◆ DATA SECTION
--------------------

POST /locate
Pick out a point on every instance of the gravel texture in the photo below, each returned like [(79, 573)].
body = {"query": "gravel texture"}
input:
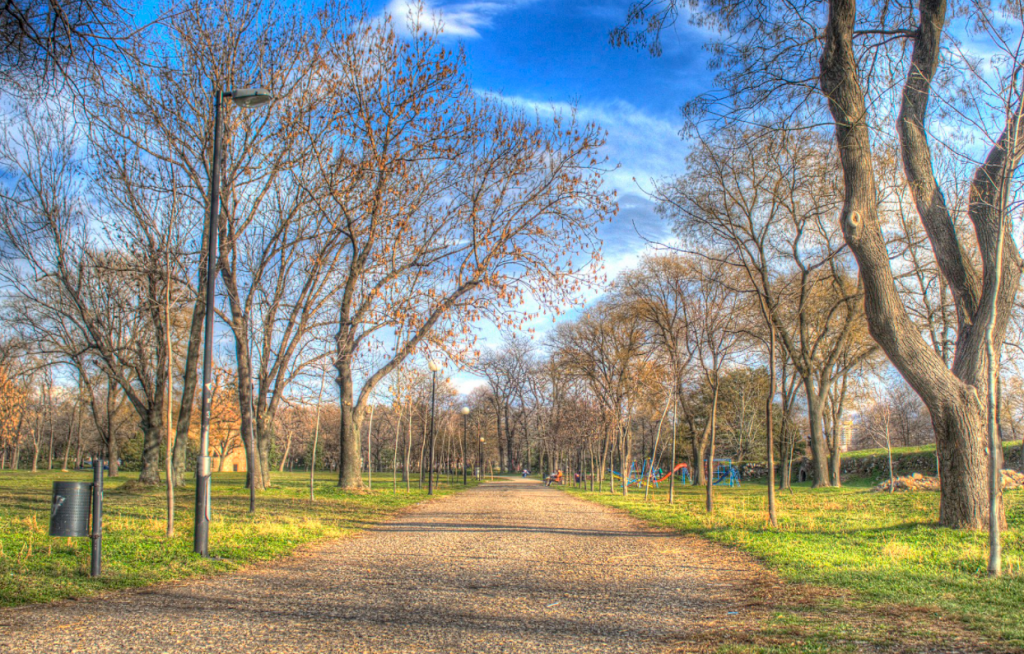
[(509, 566)]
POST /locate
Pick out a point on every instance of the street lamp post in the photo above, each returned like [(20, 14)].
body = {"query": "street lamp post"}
[(244, 98), (434, 366), (481, 455), (465, 429)]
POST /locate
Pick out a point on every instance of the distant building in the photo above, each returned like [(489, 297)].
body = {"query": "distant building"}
[(846, 435), (235, 462)]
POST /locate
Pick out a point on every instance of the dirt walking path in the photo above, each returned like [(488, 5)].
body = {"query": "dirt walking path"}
[(509, 566)]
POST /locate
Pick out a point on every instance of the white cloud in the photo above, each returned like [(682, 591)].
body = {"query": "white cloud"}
[(643, 146), (462, 19)]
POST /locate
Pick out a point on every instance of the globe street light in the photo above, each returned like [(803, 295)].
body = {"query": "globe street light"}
[(246, 98), (434, 366), (465, 428)]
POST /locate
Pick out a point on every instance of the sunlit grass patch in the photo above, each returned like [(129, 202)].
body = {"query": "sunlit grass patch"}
[(886, 549), (36, 567)]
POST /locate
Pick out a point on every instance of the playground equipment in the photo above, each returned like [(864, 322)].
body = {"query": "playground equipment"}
[(724, 472), (638, 477)]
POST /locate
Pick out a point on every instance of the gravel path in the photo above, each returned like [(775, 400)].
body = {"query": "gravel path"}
[(509, 566)]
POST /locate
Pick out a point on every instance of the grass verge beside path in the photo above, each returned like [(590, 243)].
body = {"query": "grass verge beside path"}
[(36, 567), (880, 559)]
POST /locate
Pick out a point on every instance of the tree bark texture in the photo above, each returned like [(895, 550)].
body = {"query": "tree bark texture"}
[(953, 397)]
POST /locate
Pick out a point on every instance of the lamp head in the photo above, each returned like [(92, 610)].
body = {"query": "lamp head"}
[(250, 98)]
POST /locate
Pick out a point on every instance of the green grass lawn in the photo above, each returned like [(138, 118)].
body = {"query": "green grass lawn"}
[(36, 567), (884, 549)]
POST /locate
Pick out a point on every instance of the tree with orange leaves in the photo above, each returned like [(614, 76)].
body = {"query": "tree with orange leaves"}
[(453, 207)]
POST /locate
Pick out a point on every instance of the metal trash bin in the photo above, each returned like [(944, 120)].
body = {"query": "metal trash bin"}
[(70, 509)]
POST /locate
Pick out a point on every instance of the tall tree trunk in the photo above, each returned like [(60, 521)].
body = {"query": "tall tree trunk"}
[(699, 446), (192, 367), (49, 448), (710, 486), (349, 475), (71, 428), (769, 422), (152, 437), (819, 449), (952, 397)]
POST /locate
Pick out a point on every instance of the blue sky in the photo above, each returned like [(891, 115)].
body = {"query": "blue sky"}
[(556, 52)]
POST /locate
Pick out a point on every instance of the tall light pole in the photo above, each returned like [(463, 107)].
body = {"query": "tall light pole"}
[(465, 429), (434, 366), (481, 456), (245, 98)]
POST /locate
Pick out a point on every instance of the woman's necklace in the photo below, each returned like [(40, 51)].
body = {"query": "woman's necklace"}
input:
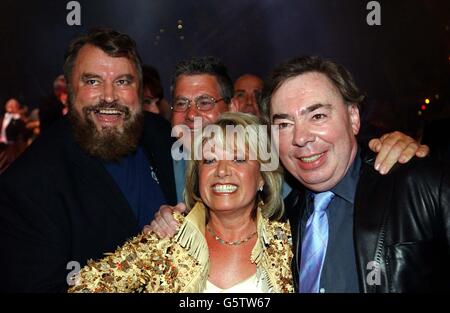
[(231, 243)]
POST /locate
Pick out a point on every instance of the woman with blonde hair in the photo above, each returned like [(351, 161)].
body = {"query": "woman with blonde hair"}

--------------------

◆ INSTRUCTIONS FOR THE TASK
In the records above, find every line with the word "necklace" and copy it.

◆ SOLUTION TO THIS EXERCISE
Pick out a point on every instance of the woman's necklace in the photo below, each returned like [(40, 51)].
body = {"query": "woman's necklace"}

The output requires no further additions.